-- Assigned task --
In the data that follows, find the line with "[(183, 243), (818, 91)]"; transcribe it, every later line up to the one with "Need: a point on every instance of the mexican", and that line as well, exactly and with no others.
┄┄┄┄┄┄┄┄┄┄
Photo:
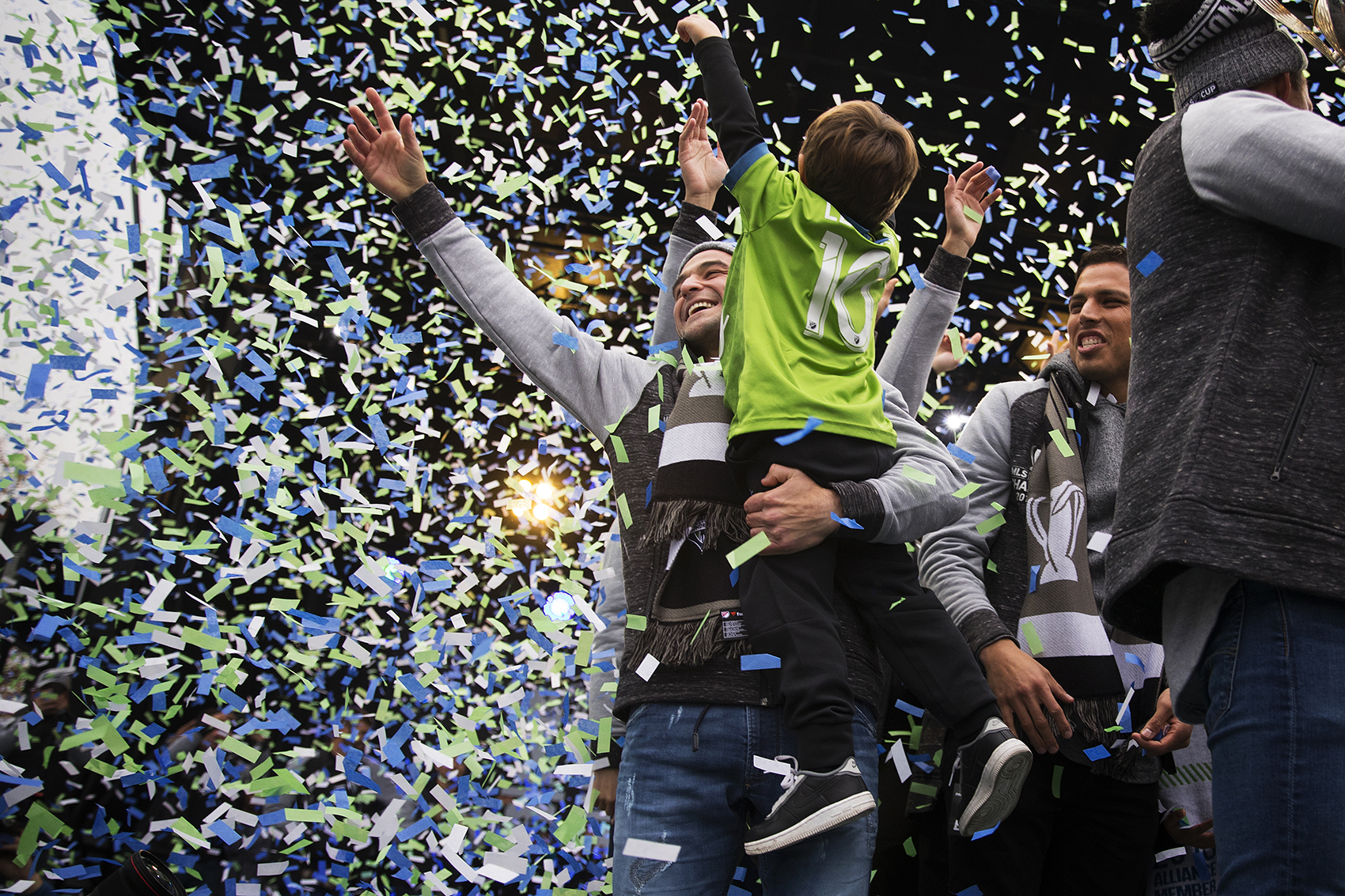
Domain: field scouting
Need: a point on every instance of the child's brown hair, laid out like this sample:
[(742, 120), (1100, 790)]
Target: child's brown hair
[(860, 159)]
┄┄┄┄┄┄┄┄┄┄
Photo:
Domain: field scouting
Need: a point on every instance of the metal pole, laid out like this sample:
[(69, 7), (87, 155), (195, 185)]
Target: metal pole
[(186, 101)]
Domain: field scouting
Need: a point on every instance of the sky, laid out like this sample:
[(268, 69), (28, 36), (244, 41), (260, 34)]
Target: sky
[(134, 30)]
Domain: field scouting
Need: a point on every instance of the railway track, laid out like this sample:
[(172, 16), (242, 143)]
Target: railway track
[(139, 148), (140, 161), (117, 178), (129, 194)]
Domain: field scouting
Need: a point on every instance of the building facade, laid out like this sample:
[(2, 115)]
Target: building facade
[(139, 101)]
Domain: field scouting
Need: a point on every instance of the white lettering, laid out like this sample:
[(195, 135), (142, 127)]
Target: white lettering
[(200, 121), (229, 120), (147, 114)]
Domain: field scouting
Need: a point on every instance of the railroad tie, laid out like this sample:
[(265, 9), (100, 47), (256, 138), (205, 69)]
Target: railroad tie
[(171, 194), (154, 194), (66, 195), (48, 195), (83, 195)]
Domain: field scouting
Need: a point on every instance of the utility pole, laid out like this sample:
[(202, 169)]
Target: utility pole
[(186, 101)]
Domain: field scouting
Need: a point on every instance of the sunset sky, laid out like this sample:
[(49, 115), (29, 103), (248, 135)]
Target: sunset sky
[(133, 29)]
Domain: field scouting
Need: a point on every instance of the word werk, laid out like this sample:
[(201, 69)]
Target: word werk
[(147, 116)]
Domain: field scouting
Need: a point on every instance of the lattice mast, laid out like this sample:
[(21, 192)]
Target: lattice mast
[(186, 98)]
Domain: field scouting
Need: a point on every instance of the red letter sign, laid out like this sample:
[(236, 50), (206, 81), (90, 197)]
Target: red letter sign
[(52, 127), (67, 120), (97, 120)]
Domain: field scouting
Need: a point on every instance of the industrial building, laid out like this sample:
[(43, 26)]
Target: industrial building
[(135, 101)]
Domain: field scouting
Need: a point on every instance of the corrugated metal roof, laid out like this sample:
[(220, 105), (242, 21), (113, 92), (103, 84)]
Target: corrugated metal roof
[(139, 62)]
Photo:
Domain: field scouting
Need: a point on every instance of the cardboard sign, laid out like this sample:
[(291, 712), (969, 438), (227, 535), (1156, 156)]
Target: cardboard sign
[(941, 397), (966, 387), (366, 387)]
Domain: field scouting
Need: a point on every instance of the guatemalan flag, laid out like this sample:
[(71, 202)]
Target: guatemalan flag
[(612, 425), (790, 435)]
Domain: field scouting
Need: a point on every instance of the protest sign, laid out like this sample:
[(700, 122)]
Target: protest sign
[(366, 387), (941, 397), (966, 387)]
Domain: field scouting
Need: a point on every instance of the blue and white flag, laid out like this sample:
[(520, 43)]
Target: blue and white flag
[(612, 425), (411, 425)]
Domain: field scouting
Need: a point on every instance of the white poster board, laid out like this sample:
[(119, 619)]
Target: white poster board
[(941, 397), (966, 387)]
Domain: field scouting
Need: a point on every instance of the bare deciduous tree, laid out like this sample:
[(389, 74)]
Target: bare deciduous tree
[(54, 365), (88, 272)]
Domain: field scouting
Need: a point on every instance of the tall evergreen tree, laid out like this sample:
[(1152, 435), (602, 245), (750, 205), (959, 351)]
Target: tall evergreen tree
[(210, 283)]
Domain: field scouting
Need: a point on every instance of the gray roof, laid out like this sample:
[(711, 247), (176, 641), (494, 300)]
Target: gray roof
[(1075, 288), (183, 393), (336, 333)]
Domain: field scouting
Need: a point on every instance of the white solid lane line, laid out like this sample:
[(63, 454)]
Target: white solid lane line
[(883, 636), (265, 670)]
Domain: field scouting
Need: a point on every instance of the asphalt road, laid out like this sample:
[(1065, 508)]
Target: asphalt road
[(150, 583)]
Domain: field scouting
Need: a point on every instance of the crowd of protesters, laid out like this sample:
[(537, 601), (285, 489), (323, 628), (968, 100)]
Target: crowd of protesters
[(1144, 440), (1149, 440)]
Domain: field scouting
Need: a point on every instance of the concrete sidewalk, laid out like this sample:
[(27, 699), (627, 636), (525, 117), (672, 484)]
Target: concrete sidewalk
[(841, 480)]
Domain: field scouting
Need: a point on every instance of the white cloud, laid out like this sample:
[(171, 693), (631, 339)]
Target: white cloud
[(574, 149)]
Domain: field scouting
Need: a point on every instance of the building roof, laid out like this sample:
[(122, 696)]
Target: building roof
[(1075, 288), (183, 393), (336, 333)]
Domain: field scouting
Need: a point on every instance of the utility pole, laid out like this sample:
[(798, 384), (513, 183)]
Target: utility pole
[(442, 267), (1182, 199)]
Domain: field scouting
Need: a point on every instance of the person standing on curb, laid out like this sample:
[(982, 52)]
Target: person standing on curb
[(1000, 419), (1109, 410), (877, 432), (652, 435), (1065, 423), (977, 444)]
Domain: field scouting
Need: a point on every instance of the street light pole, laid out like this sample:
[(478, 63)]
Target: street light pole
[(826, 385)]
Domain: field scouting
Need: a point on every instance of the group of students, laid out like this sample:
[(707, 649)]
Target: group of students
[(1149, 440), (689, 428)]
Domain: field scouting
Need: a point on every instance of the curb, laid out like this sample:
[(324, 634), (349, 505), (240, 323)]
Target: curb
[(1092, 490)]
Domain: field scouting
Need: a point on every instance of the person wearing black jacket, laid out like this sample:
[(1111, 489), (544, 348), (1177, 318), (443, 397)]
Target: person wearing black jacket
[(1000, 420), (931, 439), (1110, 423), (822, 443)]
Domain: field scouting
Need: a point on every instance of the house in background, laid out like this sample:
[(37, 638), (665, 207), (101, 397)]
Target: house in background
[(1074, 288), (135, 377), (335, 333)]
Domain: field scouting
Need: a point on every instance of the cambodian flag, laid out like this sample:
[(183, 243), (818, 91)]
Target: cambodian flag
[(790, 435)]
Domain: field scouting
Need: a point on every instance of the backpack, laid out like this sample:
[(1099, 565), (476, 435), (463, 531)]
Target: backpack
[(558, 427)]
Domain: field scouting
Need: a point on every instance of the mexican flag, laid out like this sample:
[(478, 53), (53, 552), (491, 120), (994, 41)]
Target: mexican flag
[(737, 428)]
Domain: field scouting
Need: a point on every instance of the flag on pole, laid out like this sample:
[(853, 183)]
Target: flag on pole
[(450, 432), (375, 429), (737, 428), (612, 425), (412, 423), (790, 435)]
┄┄┄┄┄┄┄┄┄┄
-- Finished exercise --
[(183, 243), (818, 91)]
Target: cambodian flag
[(790, 435)]
Domain: field scouting
Need: a point on every instance of the backpack, laid out like this sample:
[(1099, 565), (476, 435), (463, 531)]
Target: backpack
[(558, 427)]
Domain: field scouting
Need: a point on every instance of the mexican flag, laid out like this sample:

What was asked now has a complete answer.